> [Extract to read]
* begin *

Citi To Shrink Mortgage Portfolio by $45 Billion

The retreat from the mortgage market continues. Not surprisingly, no one wants to lend to high-risk borrowers that are now having trouble paying.

Notice also that Citi plans to sell a high proportion of its new mortgages to Fannie and Freddie.

From the Financial Times:

Citigroup is to shrink its $200bn-plus mortgage portfolio by a fifth in an effort to reduce its reliance on low-growth assets and free up capital to bolster its finances.

The US financial services group is also planning to move the bulk of new loans off its balance sheet by securitising them or selling them to Fannie Mae and Freddie Mac, the government-sponsored mortgage financiers…

Bill Beckmann, the head of the enlarged mortgage business, told the Financial Times that the planned $45bn reduction in mortgage assets would help Citigroup to reduce risk and release capital for investments in faster-growing businesses.

* end *

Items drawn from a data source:
* begin *

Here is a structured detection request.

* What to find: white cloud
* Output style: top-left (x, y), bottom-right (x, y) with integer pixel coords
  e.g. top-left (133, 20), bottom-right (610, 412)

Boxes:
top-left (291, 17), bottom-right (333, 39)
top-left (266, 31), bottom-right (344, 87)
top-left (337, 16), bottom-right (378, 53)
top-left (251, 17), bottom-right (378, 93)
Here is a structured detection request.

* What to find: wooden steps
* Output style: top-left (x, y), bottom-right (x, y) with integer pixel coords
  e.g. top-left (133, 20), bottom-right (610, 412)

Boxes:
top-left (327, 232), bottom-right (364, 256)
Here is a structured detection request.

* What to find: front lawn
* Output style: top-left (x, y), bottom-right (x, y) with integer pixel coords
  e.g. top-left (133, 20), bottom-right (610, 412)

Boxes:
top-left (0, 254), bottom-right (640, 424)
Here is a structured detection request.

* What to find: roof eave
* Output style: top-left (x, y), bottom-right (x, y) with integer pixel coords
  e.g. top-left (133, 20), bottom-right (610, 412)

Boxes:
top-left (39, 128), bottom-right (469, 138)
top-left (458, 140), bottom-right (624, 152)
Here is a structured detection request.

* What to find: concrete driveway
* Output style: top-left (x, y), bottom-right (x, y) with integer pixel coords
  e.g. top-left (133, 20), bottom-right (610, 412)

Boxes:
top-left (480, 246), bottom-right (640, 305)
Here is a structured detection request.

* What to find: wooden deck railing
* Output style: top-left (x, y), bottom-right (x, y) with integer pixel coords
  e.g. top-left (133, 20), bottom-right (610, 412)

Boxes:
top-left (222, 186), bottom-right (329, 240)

* end *

> [What to produce]
In the post above on Citi's mortgage portfolio, transcribe word for word the passage that begins with the words containing "Citigroup is to" and ends with "bolster its finances.".

> [Answer in full]
Citigroup is to shrink its $200bn-plus mortgage portfolio by a fifth in an effort to reduce its reliance on low-growth assets and free up capital to bolster its finances.